## AIM
Copy the records from their start up to and including the line containing "66 118 L 65". Keep the request lines unchanged, and scale each path coordinate in the answers by 2.3, rounding to whole numbers with halves rounded up.

(Labeled shape records)
· · ·

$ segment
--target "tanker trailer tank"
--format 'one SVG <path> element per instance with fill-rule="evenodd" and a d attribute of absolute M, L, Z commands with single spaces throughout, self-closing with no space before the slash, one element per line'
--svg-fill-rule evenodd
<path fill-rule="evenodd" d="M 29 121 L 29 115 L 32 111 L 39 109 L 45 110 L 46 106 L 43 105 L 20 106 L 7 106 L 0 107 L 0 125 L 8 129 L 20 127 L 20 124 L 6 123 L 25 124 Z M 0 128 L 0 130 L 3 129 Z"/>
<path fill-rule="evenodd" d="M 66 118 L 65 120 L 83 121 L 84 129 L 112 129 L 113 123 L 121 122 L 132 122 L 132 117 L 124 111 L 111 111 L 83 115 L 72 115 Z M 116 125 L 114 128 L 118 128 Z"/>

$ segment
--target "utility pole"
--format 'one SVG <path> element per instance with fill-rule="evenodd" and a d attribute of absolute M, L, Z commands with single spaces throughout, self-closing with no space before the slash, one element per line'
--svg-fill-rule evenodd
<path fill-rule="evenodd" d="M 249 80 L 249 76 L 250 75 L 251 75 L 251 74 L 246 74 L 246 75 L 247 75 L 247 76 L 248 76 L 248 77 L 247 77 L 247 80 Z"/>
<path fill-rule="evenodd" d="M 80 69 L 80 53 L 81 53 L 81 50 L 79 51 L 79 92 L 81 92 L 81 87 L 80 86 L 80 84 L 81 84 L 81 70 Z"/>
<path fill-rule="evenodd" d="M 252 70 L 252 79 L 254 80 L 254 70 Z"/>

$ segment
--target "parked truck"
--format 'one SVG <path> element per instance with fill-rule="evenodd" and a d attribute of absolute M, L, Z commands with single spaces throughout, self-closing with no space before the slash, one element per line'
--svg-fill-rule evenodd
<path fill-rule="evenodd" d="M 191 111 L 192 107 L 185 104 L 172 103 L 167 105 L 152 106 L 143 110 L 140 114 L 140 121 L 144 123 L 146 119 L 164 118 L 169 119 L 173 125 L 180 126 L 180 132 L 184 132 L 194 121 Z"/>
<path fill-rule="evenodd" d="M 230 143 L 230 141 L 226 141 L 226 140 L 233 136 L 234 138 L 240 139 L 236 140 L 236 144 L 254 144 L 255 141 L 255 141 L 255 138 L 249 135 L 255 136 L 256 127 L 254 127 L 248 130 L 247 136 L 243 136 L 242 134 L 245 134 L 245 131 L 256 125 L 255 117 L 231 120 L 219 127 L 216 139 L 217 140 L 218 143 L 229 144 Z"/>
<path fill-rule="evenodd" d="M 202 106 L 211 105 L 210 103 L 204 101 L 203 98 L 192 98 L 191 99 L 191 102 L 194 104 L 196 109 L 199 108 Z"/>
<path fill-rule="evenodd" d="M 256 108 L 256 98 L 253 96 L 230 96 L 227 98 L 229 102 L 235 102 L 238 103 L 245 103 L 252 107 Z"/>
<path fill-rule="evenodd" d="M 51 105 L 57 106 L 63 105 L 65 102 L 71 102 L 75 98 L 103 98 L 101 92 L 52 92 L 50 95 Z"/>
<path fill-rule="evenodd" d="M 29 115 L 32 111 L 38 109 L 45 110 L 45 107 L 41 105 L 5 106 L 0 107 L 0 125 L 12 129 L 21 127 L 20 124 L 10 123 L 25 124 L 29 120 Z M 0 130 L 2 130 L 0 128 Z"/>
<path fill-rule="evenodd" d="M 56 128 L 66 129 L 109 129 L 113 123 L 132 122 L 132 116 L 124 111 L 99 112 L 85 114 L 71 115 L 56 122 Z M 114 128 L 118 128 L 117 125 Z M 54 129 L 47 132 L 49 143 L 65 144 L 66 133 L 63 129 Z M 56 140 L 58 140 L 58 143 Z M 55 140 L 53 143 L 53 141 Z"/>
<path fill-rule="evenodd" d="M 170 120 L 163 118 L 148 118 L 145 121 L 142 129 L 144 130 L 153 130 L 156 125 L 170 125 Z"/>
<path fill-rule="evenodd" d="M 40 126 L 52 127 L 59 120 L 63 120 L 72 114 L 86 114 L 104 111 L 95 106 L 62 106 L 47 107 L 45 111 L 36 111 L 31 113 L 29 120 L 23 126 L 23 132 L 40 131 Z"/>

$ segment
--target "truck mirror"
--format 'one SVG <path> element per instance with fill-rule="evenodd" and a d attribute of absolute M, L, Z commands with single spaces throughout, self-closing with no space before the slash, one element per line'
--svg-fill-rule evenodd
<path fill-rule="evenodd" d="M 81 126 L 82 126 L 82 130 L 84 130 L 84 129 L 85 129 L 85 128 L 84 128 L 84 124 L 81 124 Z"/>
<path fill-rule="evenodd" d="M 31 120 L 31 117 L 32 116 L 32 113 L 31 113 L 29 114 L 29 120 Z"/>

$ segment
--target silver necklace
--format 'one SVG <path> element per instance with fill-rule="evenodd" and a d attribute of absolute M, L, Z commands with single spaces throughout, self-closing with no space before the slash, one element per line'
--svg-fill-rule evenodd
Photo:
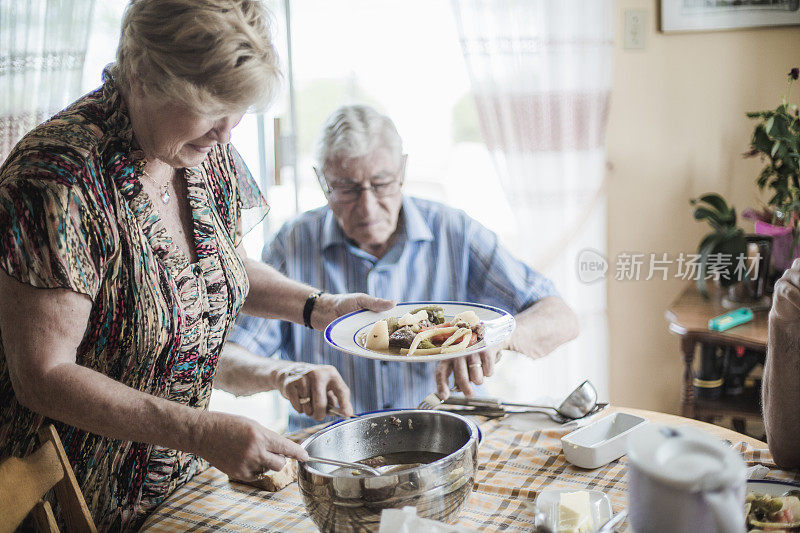
<path fill-rule="evenodd" d="M 150 181 L 152 181 L 152 182 L 153 182 L 153 184 L 154 184 L 156 187 L 158 187 L 158 188 L 160 189 L 160 191 L 161 191 L 161 202 L 162 202 L 164 205 L 167 205 L 167 204 L 169 203 L 169 199 L 170 199 L 169 190 L 168 190 L 168 189 L 169 189 L 169 181 L 167 181 L 167 182 L 166 182 L 164 185 L 161 185 L 161 184 L 160 184 L 160 183 L 158 183 L 158 182 L 155 180 L 155 178 L 154 178 L 153 176 L 151 176 L 151 175 L 150 175 L 150 173 L 149 173 L 149 172 L 147 172 L 145 169 L 142 169 L 142 172 L 144 173 L 144 175 L 145 175 L 145 176 L 147 176 L 147 178 L 148 178 Z"/>

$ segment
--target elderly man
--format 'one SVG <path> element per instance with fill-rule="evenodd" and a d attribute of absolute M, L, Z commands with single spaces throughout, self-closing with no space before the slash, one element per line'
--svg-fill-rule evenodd
<path fill-rule="evenodd" d="M 800 259 L 775 283 L 761 394 L 775 463 L 800 468 Z"/>
<path fill-rule="evenodd" d="M 253 359 L 253 387 L 241 392 L 279 388 L 296 410 L 290 430 L 311 424 L 306 415 L 322 418 L 334 396 L 349 411 L 342 378 L 356 411 L 411 407 L 434 390 L 447 398 L 450 374 L 473 394 L 471 383 L 492 374 L 501 348 L 541 357 L 577 335 L 575 315 L 550 280 L 513 258 L 494 233 L 462 211 L 403 196 L 405 156 L 388 117 L 360 105 L 336 110 L 318 162 L 328 205 L 285 224 L 264 249 L 266 263 L 325 292 L 494 305 L 514 313 L 517 328 L 504 346 L 436 366 L 354 357 L 302 326 L 242 317 L 229 352 L 279 351 L 285 361 L 267 372 L 263 357 Z"/>

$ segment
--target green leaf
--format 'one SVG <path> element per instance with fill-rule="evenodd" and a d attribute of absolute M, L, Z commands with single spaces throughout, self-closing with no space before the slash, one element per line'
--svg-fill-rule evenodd
<path fill-rule="evenodd" d="M 719 211 L 720 214 L 726 214 L 730 211 L 728 203 L 722 196 L 720 196 L 717 193 L 714 192 L 706 193 L 700 196 L 698 200 L 707 203 L 708 205 Z"/>
<path fill-rule="evenodd" d="M 698 207 L 694 210 L 695 220 L 706 220 L 715 229 L 725 227 L 725 222 L 720 219 L 719 213 L 707 207 Z"/>

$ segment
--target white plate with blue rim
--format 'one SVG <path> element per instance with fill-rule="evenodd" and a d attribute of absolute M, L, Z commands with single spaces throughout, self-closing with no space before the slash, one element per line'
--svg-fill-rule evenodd
<path fill-rule="evenodd" d="M 390 349 L 390 352 L 378 352 L 364 347 L 364 339 L 372 326 L 378 320 L 391 317 L 401 317 L 420 307 L 438 305 L 444 311 L 445 321 L 452 319 L 464 311 L 474 311 L 483 322 L 483 339 L 468 346 L 464 350 L 433 355 L 402 355 L 399 350 Z M 403 302 L 388 311 L 376 313 L 362 309 L 341 316 L 325 328 L 325 341 L 336 350 L 382 361 L 398 361 L 402 363 L 425 363 L 429 361 L 443 361 L 456 357 L 473 354 L 496 346 L 508 338 L 514 331 L 516 321 L 507 311 L 491 305 L 467 302 Z"/>
<path fill-rule="evenodd" d="M 790 490 L 800 492 L 800 484 L 777 479 L 748 479 L 747 492 L 758 492 L 768 496 L 783 496 Z"/>

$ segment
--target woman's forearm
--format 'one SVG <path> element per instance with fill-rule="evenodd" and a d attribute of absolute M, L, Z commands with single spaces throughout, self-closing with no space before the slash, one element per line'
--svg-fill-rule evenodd
<path fill-rule="evenodd" d="M 75 363 L 50 368 L 19 392 L 20 403 L 29 409 L 104 437 L 195 453 L 203 438 L 204 411 L 137 391 Z"/>
<path fill-rule="evenodd" d="M 800 324 L 769 318 L 769 340 L 762 381 L 764 429 L 775 463 L 800 466 Z"/>
<path fill-rule="evenodd" d="M 518 313 L 507 348 L 528 357 L 543 357 L 578 336 L 578 319 L 557 296 L 549 296 Z"/>

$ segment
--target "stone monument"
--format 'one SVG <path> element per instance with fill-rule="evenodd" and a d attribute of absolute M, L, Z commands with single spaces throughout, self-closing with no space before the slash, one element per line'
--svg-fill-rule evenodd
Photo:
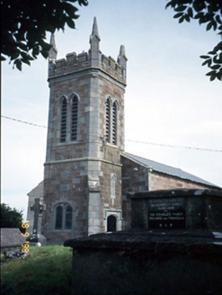
<path fill-rule="evenodd" d="M 222 294 L 222 191 L 129 197 L 130 230 L 65 242 L 72 294 Z"/>
<path fill-rule="evenodd" d="M 30 241 L 31 245 L 35 244 L 36 246 L 46 245 L 46 237 L 38 231 L 38 219 L 40 214 L 45 210 L 45 205 L 40 202 L 40 198 L 35 199 L 34 205 L 31 206 L 31 210 L 34 211 L 34 222 L 33 222 L 33 231 L 26 240 Z"/>

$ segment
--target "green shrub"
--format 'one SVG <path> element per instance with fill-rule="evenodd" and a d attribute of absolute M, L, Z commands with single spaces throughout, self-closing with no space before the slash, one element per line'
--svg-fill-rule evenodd
<path fill-rule="evenodd" d="M 69 295 L 72 250 L 61 246 L 31 247 L 25 259 L 1 266 L 1 294 Z"/>

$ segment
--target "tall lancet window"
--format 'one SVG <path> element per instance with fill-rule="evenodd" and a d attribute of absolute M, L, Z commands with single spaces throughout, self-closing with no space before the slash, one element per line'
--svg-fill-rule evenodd
<path fill-rule="evenodd" d="M 105 137 L 108 142 L 111 142 L 111 99 L 108 98 L 105 103 Z"/>
<path fill-rule="evenodd" d="M 58 203 L 55 207 L 55 229 L 66 230 L 72 228 L 73 210 L 67 203 Z"/>
<path fill-rule="evenodd" d="M 117 102 L 115 101 L 112 105 L 112 138 L 111 143 L 113 145 L 117 144 L 117 112 L 118 112 L 118 105 Z"/>
<path fill-rule="evenodd" d="M 76 95 L 73 96 L 71 103 L 71 140 L 77 140 L 78 98 Z"/>
<path fill-rule="evenodd" d="M 67 130 L 67 101 L 64 96 L 61 100 L 61 127 L 60 127 L 60 142 L 66 142 Z"/>
<path fill-rule="evenodd" d="M 63 209 L 62 206 L 59 205 L 56 209 L 56 229 L 62 229 L 62 219 L 63 219 Z"/>

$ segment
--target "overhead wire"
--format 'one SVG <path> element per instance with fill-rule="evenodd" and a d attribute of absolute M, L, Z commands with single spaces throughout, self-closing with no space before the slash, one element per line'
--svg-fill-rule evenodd
<path fill-rule="evenodd" d="M 12 121 L 17 121 L 19 123 L 28 124 L 28 125 L 34 126 L 34 127 L 39 127 L 39 128 L 45 128 L 45 129 L 48 129 L 48 130 L 55 130 L 60 131 L 59 129 L 49 128 L 49 127 L 47 127 L 45 125 L 35 124 L 35 123 L 28 122 L 28 121 L 25 121 L 18 120 L 18 119 L 15 119 L 15 118 L 11 118 L 11 117 L 8 117 L 8 116 L 1 115 L 1 117 L 4 118 L 4 119 L 7 119 L 7 120 L 12 120 Z M 70 132 L 68 132 L 68 133 L 70 133 Z M 92 137 L 93 137 L 93 135 Z M 97 136 L 94 136 L 94 137 L 97 137 Z M 193 148 L 193 147 L 186 147 L 186 146 L 174 146 L 174 145 L 166 145 L 166 144 L 147 142 L 147 141 L 140 141 L 140 140 L 132 140 L 132 139 L 126 139 L 126 141 L 135 142 L 135 143 L 139 143 L 139 144 L 146 144 L 146 145 L 158 146 L 158 147 L 163 147 L 163 148 L 186 148 L 186 149 L 195 149 L 195 150 L 201 150 L 201 151 L 208 151 L 208 152 L 222 153 L 222 149 Z M 88 141 L 87 143 L 90 143 L 90 141 Z"/>

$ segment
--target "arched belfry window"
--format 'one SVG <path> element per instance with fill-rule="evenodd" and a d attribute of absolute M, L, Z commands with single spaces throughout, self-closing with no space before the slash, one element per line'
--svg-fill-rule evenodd
<path fill-rule="evenodd" d="M 66 142 L 67 131 L 67 100 L 66 96 L 61 99 L 60 110 L 60 142 Z"/>
<path fill-rule="evenodd" d="M 71 229 L 73 210 L 72 207 L 67 203 L 59 203 L 55 207 L 55 229 Z"/>
<path fill-rule="evenodd" d="M 105 103 L 105 137 L 107 142 L 111 142 L 111 101 L 108 98 Z"/>
<path fill-rule="evenodd" d="M 63 219 L 63 209 L 59 205 L 56 208 L 56 229 L 62 229 L 62 219 Z"/>
<path fill-rule="evenodd" d="M 117 182 L 117 175 L 112 173 L 111 174 L 111 197 L 116 197 L 116 182 Z"/>
<path fill-rule="evenodd" d="M 118 104 L 117 101 L 113 103 L 112 105 L 112 144 L 116 145 L 117 144 L 117 115 L 118 115 Z"/>
<path fill-rule="evenodd" d="M 117 230 L 117 219 L 114 215 L 110 215 L 107 218 L 107 231 Z"/>
<path fill-rule="evenodd" d="M 119 103 L 111 97 L 105 102 L 105 138 L 107 142 L 117 145 Z"/>
<path fill-rule="evenodd" d="M 71 100 L 71 140 L 77 140 L 78 97 L 73 95 Z"/>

· · ·

## REPLY
$ segment
--target "tanker trailer tank"
--format 'one SVG <path> element per instance with fill-rule="evenodd" and a d attribute of absolute M, L, Z commands with single spaces throughout, self-closing with no space before the slash, one element per line'
--svg-fill-rule evenodd
<path fill-rule="evenodd" d="M 67 278 L 67 265 L 74 255 L 90 251 L 104 253 L 106 244 L 99 242 L 46 244 L 16 244 L 0 246 L 0 288 L 18 297 L 46 292 L 46 285 L 14 283 L 58 285 Z M 0 294 L 0 299 L 7 297 Z"/>
<path fill-rule="evenodd" d="M 152 271 L 150 276 L 191 278 L 193 297 L 258 297 L 260 283 L 278 281 L 304 281 L 304 269 L 285 255 L 255 255 L 191 265 L 166 265 Z M 267 288 L 262 294 L 271 294 Z"/>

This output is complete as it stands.